*Text*:
In school we learn about the basic structure of a cell: it has an outer membrane containing some goo (called “cytoplasm”) and some consistent structures inside, like the nucleus that contains the DNA. This basic model of a cell glosses over the complexity that there are very different kinds of cells in the human body that do very different jobs. Neurons are different in structure and function from muscle cells or bone marrow cells.
But all these different cells start off from a common root source: the fertilized egg. So how does that happen? Well, when the egg is fertilized, it starts dividing, producing a cluster of cells called an embryo. These earliest cells are not the specialized cells that develop later, but rather a kind of undifferentiated cell we call an “embryonic stem cell.” To start with, we just need a lot more of those. Specialization follows a bit later.
When the time comes, the DNA of those stem cells contains instructions for how to turn themselves into specialized cells when they are exposed to particular chemicals in particular concentrations at particular times. The DNA also contains a whole “body-patterning” process that controls where and when the release of these chemicals starts and stops. The developing embryo knows up from down, back from front and right from left by establishing gradients of these chemicals, stronger in one direction and weaker in the other.

*Extracted data*:

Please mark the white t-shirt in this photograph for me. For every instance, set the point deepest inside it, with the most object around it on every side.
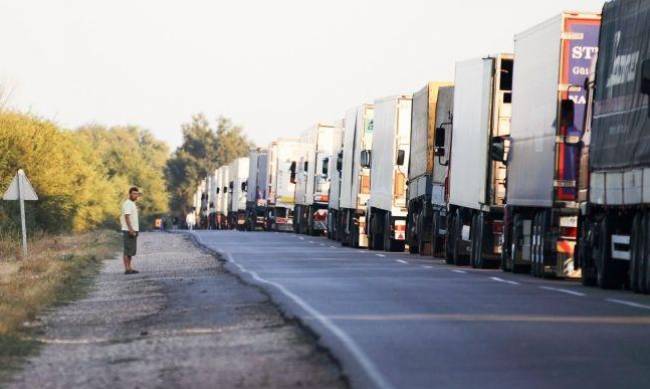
(129, 208)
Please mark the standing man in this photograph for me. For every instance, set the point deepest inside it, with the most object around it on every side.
(130, 228)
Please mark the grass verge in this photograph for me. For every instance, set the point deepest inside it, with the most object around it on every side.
(57, 270)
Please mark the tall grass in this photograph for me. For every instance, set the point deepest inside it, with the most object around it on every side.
(54, 271)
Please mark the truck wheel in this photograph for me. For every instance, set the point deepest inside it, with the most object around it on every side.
(637, 255)
(435, 246)
(421, 234)
(605, 274)
(456, 256)
(451, 235)
(414, 233)
(515, 252)
(480, 236)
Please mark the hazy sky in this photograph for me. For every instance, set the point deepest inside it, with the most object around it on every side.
(276, 67)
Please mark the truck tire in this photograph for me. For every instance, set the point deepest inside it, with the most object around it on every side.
(435, 237)
(451, 234)
(457, 258)
(637, 255)
(517, 232)
(605, 271)
(413, 233)
(479, 261)
(421, 234)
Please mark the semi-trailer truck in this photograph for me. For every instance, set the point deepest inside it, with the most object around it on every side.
(477, 190)
(313, 179)
(548, 110)
(614, 221)
(256, 189)
(421, 166)
(355, 176)
(284, 155)
(388, 163)
(237, 187)
(334, 170)
(223, 197)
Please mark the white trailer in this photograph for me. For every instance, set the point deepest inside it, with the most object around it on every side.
(548, 110)
(389, 159)
(355, 177)
(237, 185)
(334, 166)
(256, 189)
(482, 110)
(223, 197)
(284, 155)
(312, 180)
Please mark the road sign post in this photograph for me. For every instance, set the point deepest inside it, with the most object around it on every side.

*Exercise objective*: According to the text on cell development, what is the name given to the cluster of cells produced when a fertilized egg starts dividing? The material is not needed for this exercise.

*The completed task*: An embryo.